═════ Material shown

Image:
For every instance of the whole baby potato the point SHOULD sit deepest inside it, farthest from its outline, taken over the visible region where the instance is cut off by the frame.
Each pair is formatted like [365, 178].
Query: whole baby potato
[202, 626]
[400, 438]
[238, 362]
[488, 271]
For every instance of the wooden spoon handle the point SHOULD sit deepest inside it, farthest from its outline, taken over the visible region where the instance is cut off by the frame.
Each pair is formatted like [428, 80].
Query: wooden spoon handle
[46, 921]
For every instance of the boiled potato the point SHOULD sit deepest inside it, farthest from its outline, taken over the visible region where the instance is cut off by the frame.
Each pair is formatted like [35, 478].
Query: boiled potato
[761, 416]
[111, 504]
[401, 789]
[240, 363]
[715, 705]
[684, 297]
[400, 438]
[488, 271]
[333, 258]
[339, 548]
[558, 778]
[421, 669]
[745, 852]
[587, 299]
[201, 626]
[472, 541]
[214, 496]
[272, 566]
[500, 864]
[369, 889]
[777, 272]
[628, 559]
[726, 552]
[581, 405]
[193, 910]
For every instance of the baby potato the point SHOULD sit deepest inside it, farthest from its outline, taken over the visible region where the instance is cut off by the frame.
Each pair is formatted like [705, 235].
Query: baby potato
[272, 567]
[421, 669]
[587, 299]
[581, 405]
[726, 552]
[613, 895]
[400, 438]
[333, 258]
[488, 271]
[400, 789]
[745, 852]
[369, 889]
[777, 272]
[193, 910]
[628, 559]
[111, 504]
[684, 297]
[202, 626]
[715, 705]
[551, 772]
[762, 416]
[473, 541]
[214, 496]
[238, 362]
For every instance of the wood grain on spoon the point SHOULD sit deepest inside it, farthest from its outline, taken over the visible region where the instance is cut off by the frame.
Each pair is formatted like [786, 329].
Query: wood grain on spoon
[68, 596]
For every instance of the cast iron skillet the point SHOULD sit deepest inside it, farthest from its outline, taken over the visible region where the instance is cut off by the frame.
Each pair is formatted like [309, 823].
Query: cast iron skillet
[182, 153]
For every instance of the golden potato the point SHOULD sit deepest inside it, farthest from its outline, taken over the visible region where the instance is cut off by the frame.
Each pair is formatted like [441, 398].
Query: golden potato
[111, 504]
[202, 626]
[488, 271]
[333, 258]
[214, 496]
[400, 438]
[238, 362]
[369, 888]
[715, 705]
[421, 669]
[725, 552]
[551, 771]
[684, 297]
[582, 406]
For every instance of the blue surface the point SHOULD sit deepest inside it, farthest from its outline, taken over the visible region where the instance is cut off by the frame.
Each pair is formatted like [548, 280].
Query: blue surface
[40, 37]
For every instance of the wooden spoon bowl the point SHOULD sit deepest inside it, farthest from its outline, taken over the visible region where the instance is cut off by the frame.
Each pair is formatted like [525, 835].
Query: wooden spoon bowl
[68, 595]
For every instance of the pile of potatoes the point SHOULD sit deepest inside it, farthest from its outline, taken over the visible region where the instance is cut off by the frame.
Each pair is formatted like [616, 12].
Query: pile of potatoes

══════════

▸ **Work to complete**: The expected response is the full set of records, reproduced exactly.

▸ **Result of the task**:
Image:
For every instance of the whole baby potato the point SHOULD sit deepest inside it, farthest from its outline, taken over the visible region where the instance is cut off by the frame.
Each pair is formatted like [365, 178].
Query: whole baby potato
[202, 626]
[400, 438]
[238, 362]
[488, 271]
For every instance of the wooden spoon handle the point SHOULD sit deepest inside it, farthest from its outline, taken over the visible region where the instance is cut off by the frame.
Each pair is formatted like [428, 80].
Query: wooden spoon handle
[46, 921]
For every instance of the boiled potato the point SHOULD sit deepest inside it, farthest from its outline, taken over the visible region where the instance is cut off by the frame.
Each pair is formatted like [35, 478].
Query: boiled potato
[761, 416]
[111, 504]
[401, 789]
[240, 363]
[715, 705]
[684, 297]
[400, 438]
[488, 271]
[333, 258]
[339, 548]
[558, 778]
[421, 669]
[745, 852]
[587, 299]
[201, 626]
[472, 541]
[214, 496]
[272, 566]
[500, 864]
[369, 889]
[777, 272]
[628, 559]
[726, 552]
[581, 405]
[193, 910]
For every instance of the baby potato the point SHOULD sit deepest inside it, farthest from its outline, taken over the visible region where the instance is cut off by the frame.
Each pair is formatted like [705, 235].
Query: baby potato
[272, 567]
[421, 669]
[587, 299]
[581, 405]
[726, 552]
[613, 895]
[400, 438]
[333, 258]
[488, 271]
[400, 789]
[745, 852]
[369, 889]
[777, 272]
[193, 910]
[628, 559]
[111, 504]
[684, 297]
[202, 626]
[715, 705]
[551, 772]
[762, 416]
[473, 541]
[214, 496]
[238, 362]
For every instance of the wood grain on spoon the point SHOULD sit deepest inside it, farthest from its outline, taken over the visible region where the instance is cut off by the frame.
Each pair is formatted like [786, 329].
Query: wood grain on spoon
[68, 596]
For every instance of the cast iron skillet the point SHOULD sit deepest inside it, farthest from its outline, taken over the visible region where the instance is cut off by the frame.
Each pair is formatted like [309, 823].
Query: cast iron skillet
[182, 153]
For every instance of the golden potato the point SHOULD sit deepest inside it, farthest from its outline, taken over the visible region where the instance is cut off by the frame.
Each pair is formatted like [441, 398].
Query: golden potato
[111, 504]
[202, 626]
[488, 271]
[333, 258]
[214, 496]
[400, 438]
[238, 362]
[369, 888]
[715, 705]
[421, 669]
[725, 552]
[551, 771]
[684, 297]
[582, 406]
For every instance of the blue surface the point SHOULD sit deepest inside it, farthest from its outline, taken over the visible region where the instance is cut off by the frame.
Each pair is formatted like [548, 280].
Query: blue surface
[40, 37]
For every instance of the wooden spoon bowl the point SHOULD sit deepest inside it, farthest from its outline, taken over the visible region where the instance is cut off by the frame.
Each pair is formatted like [525, 835].
Query: wooden spoon bowl
[68, 595]
For every instance of the pile of potatoes the point SHOULD sit deepest inside it, farthest from its outline, taken over the visible region where the instance is cut off by the frame.
Each pair is formatted like [616, 12].
Query: pile of potatoes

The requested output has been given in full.